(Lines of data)
%%

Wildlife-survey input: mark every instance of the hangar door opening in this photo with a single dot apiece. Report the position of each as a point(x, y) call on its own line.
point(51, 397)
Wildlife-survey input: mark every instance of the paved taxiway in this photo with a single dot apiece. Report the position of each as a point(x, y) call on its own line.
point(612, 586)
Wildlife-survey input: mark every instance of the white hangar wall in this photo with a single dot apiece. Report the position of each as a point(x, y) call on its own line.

%%
%%

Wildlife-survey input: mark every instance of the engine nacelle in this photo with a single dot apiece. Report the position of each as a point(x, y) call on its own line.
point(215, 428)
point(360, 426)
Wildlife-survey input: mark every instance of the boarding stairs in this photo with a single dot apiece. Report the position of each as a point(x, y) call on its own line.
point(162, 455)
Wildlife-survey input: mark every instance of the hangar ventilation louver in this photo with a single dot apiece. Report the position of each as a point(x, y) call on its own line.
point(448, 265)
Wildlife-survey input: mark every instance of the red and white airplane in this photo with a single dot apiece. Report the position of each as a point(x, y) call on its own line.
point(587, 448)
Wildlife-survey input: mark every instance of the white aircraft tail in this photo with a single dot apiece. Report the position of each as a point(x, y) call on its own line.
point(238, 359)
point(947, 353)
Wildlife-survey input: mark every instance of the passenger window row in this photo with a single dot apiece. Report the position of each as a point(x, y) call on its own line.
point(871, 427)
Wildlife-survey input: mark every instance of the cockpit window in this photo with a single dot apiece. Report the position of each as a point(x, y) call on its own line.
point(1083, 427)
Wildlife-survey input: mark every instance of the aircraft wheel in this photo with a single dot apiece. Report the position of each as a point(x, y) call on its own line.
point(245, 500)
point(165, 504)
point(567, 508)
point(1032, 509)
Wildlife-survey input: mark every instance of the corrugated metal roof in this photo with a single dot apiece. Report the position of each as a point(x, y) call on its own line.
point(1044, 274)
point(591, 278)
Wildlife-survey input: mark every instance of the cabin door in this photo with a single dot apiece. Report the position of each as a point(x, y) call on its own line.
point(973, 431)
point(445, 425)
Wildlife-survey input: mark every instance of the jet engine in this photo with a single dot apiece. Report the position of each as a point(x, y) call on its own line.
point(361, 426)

%%

* **PROMPT**
Return, unchanged, the lines from the one containing "Wildlife-survey input: mark every instance of the paved" through the one containing "point(612, 586)", including both of those lines.

* **EXERCISE RESULT**
Wildlife-survey input: mark every instance of the paved taxiway in this photo with a single dot apiece. Report the position of each as a point(x, y) call on its own line.
point(612, 586)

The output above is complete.